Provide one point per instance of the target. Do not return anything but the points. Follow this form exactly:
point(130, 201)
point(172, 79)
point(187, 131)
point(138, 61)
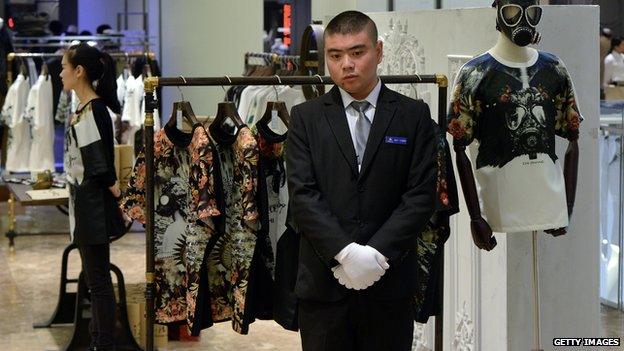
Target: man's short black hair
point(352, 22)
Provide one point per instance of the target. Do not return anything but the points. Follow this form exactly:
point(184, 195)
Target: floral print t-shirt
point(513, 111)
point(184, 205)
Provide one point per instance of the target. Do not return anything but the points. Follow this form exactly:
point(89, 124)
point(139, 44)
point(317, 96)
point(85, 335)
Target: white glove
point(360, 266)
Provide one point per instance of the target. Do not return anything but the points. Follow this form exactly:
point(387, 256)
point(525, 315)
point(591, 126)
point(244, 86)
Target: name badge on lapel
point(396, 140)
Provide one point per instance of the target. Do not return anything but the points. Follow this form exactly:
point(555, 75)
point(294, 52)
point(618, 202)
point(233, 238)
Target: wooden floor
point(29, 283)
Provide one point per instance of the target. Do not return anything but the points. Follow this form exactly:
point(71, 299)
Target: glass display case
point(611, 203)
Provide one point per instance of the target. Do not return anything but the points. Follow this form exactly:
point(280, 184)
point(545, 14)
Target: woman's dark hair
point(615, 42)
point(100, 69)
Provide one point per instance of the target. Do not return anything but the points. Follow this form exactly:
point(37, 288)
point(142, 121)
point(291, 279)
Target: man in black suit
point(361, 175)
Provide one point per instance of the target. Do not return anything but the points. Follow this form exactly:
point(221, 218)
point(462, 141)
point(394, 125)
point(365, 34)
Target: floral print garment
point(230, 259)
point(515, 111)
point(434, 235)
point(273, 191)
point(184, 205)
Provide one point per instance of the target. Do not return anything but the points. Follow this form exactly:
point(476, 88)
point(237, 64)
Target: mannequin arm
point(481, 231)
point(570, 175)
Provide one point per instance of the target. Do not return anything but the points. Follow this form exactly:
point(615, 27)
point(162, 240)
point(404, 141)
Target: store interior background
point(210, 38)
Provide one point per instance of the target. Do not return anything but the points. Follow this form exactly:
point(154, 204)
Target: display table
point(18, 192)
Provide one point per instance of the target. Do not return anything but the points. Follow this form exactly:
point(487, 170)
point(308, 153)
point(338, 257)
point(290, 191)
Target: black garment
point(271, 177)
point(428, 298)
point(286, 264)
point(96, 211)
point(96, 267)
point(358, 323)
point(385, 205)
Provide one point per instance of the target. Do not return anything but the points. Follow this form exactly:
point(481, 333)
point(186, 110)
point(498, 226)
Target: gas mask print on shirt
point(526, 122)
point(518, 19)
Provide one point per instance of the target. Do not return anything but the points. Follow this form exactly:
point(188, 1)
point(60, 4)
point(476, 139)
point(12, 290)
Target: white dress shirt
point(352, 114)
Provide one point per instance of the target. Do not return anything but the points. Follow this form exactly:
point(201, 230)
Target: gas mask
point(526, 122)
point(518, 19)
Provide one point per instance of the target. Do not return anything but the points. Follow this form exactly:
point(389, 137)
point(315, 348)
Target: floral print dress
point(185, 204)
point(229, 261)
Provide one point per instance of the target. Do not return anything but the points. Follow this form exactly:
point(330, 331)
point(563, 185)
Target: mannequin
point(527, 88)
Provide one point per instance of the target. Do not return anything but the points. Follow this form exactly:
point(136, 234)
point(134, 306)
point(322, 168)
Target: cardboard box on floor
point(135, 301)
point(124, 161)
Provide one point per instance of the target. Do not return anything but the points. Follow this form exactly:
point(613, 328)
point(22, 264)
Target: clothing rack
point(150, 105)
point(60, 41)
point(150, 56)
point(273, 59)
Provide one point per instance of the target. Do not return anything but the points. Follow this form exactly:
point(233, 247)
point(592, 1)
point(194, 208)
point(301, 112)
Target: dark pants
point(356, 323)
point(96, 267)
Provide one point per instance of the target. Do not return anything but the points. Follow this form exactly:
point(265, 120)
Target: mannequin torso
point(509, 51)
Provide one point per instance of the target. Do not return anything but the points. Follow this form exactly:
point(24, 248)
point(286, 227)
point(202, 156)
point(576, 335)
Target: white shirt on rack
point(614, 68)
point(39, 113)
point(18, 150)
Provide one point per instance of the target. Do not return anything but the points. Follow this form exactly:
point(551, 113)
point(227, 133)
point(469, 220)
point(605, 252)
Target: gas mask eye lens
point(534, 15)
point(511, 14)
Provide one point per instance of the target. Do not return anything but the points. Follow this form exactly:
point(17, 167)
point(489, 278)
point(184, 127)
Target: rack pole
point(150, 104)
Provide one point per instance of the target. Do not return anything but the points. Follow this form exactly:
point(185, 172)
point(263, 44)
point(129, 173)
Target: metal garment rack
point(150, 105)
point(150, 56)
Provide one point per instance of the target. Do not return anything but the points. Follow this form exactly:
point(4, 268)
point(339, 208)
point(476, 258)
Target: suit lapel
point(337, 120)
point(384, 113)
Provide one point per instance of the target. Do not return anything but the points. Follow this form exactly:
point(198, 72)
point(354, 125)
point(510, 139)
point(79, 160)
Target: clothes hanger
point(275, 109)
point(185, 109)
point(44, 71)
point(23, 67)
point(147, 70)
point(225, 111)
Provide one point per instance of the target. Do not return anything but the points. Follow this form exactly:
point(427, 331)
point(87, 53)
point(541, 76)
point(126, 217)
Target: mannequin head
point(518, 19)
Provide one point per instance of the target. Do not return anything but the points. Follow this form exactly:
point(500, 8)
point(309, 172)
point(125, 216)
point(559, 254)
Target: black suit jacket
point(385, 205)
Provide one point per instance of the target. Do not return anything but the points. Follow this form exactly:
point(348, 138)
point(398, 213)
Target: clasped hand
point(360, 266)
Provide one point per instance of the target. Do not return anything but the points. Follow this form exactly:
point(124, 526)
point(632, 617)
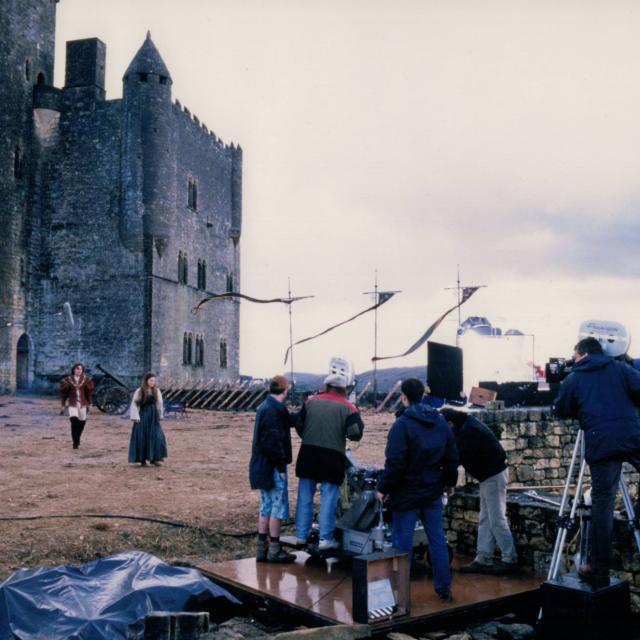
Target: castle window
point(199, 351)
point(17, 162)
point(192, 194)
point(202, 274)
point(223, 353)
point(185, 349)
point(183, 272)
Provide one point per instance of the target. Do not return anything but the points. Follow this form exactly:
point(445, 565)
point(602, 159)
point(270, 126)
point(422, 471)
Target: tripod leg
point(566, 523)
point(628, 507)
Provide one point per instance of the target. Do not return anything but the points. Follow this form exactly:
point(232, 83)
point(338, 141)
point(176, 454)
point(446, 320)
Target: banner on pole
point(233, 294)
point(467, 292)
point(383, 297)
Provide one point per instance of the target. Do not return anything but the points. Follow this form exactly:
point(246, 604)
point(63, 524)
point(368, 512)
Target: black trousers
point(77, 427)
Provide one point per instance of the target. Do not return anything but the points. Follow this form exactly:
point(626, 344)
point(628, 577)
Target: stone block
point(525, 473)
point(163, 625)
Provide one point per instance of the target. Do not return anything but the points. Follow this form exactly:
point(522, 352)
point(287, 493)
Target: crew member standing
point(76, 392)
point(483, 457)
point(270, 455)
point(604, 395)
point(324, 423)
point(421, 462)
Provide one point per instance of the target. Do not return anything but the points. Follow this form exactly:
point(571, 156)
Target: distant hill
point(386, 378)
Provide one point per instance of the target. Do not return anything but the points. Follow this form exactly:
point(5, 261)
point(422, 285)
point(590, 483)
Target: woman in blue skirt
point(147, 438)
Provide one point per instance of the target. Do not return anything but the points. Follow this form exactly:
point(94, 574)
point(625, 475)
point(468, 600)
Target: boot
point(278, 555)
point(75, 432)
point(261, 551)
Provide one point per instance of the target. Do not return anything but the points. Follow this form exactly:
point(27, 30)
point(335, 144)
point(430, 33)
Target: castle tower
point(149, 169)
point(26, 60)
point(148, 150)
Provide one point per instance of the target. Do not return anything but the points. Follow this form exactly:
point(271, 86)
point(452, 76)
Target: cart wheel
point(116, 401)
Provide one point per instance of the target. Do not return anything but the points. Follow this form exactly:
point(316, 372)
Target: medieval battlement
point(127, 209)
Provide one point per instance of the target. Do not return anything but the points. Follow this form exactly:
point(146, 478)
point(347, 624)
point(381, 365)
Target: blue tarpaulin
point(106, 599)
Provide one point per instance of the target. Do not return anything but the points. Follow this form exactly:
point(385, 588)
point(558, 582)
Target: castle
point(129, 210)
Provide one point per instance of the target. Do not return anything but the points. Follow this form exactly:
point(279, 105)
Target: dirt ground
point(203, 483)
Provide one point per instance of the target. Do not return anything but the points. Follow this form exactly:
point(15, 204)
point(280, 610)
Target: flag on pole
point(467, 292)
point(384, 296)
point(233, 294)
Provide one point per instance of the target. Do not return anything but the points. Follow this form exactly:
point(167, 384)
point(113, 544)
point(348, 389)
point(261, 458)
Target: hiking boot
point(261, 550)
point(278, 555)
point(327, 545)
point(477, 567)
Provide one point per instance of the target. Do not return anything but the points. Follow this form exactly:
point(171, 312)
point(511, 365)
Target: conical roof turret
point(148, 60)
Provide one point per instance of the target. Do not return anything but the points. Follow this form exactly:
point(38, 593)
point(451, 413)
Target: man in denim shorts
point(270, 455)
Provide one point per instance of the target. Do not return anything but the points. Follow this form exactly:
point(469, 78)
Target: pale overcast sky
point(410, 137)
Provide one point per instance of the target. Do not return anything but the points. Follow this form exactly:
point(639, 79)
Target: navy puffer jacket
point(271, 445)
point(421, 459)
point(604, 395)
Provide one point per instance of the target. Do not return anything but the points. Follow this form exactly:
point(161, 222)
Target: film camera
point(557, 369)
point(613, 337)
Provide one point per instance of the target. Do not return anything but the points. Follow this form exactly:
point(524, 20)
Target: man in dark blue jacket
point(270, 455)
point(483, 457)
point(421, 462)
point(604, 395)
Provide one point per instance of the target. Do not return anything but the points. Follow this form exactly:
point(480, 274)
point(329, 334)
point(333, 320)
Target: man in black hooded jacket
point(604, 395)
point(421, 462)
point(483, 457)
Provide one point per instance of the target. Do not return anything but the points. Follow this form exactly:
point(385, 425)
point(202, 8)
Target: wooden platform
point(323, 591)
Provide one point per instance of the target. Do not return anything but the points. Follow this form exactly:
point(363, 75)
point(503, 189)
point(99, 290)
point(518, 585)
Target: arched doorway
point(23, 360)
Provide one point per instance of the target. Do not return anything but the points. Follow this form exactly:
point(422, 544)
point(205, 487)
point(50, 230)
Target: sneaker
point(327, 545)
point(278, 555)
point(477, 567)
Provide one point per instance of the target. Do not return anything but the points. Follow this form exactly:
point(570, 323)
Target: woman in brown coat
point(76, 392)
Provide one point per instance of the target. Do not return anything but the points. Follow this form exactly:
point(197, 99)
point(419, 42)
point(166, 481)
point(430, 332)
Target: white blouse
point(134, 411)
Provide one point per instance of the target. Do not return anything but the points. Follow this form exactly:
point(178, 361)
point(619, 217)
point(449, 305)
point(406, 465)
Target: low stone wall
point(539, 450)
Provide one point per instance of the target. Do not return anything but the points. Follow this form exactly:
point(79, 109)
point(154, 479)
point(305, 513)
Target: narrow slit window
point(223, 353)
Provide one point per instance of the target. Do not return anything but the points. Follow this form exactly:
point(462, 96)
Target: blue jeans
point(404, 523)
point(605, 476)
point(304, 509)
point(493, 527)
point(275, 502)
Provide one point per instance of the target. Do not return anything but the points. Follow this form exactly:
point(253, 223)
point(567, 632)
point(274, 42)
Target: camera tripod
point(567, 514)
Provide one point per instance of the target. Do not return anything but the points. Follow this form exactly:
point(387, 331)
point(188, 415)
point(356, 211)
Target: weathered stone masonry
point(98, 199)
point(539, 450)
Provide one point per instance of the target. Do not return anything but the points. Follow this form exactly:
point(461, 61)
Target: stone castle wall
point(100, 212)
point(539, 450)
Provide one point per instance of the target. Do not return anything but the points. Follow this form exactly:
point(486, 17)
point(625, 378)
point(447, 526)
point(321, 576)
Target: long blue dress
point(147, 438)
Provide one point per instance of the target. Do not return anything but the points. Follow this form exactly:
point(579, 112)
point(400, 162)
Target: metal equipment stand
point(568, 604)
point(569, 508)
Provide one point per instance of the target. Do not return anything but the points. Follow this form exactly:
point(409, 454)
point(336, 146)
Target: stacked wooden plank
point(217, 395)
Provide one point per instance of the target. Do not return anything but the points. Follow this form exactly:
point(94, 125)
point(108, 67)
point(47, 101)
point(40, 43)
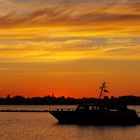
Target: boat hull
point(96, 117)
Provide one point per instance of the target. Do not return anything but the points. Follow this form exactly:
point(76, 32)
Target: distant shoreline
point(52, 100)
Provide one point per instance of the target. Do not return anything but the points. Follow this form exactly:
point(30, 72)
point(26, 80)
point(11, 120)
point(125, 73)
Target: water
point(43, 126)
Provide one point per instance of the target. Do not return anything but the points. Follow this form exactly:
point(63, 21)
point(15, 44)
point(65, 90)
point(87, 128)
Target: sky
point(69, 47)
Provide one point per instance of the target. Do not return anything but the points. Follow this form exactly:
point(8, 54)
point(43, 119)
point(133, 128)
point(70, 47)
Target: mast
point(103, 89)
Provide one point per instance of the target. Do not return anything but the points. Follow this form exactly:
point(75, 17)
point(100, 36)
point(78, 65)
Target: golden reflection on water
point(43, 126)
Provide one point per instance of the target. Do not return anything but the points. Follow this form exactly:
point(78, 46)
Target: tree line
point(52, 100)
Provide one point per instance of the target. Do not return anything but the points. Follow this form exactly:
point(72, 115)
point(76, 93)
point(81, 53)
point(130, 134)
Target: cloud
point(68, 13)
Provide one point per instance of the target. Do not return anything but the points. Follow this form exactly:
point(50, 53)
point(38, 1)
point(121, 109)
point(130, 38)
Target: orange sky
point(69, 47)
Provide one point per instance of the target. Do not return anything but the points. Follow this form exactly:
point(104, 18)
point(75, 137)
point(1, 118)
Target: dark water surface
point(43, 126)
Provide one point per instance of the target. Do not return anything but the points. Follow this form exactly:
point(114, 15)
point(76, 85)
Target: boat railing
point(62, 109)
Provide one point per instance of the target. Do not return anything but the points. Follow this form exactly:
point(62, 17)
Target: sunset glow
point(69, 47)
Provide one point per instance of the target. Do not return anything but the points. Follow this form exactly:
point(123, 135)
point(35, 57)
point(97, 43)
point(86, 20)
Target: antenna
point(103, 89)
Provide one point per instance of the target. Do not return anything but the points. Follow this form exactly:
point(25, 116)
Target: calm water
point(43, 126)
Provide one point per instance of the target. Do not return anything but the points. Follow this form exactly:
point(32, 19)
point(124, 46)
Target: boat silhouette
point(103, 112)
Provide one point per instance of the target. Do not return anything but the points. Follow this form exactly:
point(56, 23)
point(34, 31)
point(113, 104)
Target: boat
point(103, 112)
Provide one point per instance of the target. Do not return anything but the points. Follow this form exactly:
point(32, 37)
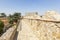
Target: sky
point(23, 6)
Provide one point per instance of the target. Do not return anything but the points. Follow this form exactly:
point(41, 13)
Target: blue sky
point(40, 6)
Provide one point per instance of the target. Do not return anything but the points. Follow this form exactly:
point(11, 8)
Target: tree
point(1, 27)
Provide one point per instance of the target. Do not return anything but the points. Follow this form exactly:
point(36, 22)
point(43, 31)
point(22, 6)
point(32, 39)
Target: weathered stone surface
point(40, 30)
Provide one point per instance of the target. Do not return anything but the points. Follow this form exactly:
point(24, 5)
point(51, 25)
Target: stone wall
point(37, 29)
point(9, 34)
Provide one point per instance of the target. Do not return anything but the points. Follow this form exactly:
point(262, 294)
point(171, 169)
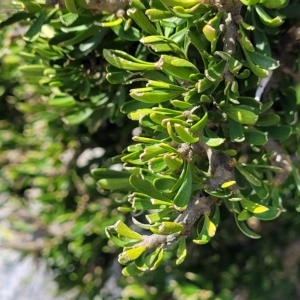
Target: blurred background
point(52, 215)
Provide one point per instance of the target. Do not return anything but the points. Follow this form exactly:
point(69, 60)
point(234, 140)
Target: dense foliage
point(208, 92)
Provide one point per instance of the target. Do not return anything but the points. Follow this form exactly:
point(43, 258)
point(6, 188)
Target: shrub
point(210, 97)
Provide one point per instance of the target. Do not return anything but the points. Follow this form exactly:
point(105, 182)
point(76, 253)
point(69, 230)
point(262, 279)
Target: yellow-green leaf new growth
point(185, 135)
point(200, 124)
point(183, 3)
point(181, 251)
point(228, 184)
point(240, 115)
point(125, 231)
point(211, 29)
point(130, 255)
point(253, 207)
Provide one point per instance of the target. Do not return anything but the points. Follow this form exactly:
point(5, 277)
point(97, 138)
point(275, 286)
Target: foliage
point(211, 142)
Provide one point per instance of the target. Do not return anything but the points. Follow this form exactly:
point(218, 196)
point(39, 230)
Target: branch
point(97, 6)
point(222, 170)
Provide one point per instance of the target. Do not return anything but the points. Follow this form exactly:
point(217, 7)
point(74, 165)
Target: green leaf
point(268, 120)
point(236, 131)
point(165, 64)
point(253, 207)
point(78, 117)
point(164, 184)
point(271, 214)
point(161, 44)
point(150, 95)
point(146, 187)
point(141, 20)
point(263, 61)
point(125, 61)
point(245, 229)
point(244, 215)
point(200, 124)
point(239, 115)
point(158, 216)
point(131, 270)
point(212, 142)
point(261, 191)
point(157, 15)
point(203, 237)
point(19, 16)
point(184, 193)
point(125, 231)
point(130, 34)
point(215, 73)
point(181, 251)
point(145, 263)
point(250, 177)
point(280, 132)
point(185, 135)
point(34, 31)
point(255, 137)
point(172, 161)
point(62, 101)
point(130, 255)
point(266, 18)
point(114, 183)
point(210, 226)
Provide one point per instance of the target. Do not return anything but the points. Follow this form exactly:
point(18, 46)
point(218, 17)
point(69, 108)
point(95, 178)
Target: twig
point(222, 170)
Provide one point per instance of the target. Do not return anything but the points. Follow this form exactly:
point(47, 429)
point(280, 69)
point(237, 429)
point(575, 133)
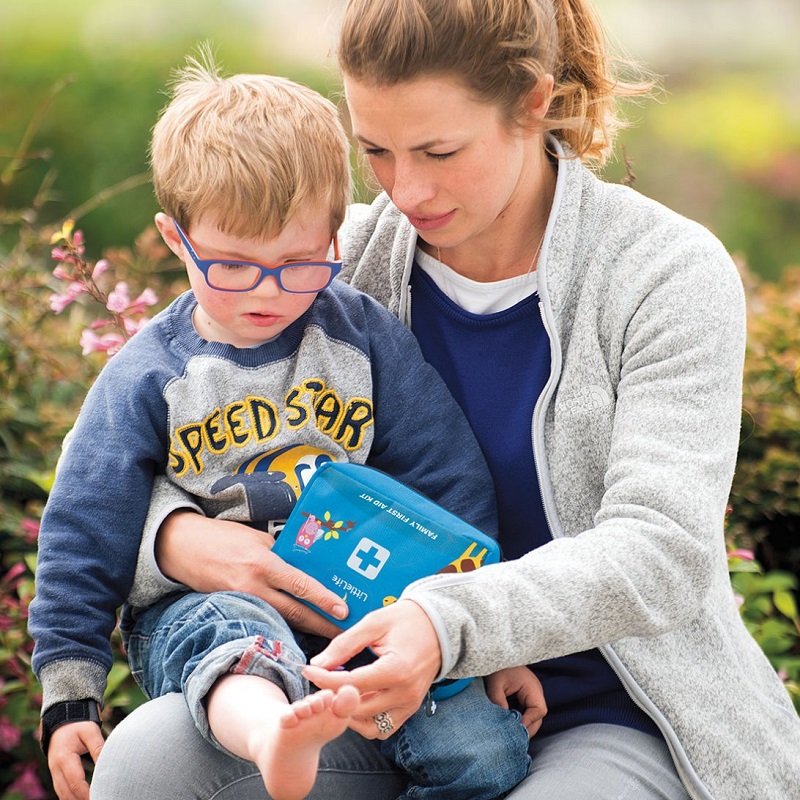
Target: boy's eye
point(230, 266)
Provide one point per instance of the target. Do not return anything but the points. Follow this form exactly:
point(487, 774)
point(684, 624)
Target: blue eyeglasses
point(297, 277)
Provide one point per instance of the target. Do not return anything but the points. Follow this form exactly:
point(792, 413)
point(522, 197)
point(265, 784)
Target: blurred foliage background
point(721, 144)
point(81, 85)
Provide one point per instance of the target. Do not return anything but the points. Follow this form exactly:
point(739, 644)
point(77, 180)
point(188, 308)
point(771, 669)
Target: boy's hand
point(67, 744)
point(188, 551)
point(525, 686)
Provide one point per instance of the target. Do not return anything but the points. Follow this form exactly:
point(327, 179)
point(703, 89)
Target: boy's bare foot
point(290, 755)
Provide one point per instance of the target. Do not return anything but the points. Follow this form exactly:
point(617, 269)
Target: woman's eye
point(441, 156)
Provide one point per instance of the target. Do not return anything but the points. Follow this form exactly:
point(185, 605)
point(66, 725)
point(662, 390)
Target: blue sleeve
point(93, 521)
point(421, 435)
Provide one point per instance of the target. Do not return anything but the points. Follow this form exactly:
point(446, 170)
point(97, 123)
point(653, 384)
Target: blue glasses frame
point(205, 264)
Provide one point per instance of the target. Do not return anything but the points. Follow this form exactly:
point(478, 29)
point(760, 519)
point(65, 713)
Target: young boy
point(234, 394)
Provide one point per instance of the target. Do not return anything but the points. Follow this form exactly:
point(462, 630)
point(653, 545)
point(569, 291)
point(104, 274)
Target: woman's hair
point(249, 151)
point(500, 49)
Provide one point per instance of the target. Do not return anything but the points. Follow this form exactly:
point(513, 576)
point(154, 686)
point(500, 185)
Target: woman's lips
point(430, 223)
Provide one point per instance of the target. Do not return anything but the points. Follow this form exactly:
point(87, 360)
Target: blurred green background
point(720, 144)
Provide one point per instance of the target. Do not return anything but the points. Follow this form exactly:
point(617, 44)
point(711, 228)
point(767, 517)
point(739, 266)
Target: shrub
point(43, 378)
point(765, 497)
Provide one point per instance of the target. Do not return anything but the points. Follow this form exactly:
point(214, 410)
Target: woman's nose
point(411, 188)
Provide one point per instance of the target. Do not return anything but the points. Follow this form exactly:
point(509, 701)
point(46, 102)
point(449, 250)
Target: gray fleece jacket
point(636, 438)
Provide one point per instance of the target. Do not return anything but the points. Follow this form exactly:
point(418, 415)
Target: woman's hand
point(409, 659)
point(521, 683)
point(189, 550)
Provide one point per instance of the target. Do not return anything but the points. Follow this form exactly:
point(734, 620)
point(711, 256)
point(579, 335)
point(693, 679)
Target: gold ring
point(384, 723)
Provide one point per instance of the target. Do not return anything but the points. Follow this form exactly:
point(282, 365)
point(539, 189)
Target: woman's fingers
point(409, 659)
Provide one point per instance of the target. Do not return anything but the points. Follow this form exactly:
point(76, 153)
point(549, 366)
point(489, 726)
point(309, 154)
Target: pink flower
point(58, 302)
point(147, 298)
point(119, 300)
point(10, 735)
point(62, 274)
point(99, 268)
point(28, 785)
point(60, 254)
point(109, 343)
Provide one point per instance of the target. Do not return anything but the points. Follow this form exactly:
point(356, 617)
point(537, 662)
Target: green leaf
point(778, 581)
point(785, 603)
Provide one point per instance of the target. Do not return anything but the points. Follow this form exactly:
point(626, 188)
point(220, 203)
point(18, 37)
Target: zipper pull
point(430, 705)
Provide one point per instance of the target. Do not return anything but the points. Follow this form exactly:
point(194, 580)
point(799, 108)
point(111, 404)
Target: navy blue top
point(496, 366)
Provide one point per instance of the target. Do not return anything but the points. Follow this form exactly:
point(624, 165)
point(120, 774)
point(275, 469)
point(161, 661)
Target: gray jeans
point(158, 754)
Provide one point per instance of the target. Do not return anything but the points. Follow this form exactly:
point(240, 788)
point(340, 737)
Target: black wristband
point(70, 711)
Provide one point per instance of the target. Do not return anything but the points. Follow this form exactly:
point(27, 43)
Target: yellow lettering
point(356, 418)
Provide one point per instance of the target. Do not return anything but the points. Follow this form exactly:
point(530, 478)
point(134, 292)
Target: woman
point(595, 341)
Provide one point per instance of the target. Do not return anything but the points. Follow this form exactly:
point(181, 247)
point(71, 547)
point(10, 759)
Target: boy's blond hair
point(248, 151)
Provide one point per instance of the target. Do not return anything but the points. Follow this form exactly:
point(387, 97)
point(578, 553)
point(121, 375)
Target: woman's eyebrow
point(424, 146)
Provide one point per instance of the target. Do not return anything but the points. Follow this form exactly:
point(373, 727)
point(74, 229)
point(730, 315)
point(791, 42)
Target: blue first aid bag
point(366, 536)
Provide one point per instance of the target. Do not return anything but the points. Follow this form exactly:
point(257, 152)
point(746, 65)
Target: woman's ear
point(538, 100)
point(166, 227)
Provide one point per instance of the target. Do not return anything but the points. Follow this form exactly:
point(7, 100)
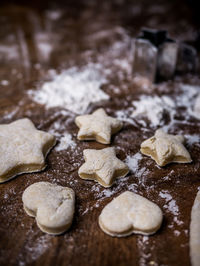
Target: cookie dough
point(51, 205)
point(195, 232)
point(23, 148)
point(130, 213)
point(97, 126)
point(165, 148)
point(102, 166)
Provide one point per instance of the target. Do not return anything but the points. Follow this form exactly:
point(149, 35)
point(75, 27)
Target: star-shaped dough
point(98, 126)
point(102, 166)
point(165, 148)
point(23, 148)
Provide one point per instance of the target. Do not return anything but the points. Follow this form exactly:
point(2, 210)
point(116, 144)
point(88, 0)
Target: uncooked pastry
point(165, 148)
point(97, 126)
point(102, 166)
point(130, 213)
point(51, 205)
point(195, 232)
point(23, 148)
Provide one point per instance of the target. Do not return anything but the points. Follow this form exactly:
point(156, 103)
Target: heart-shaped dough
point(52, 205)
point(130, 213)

__________

* **REQUIREMENTS**
Collect each line above that contains the string "tripod", copying each one in full.

* **ANSWER TO THE PROBLEM**
Target: tripod leg
Target: camera tripod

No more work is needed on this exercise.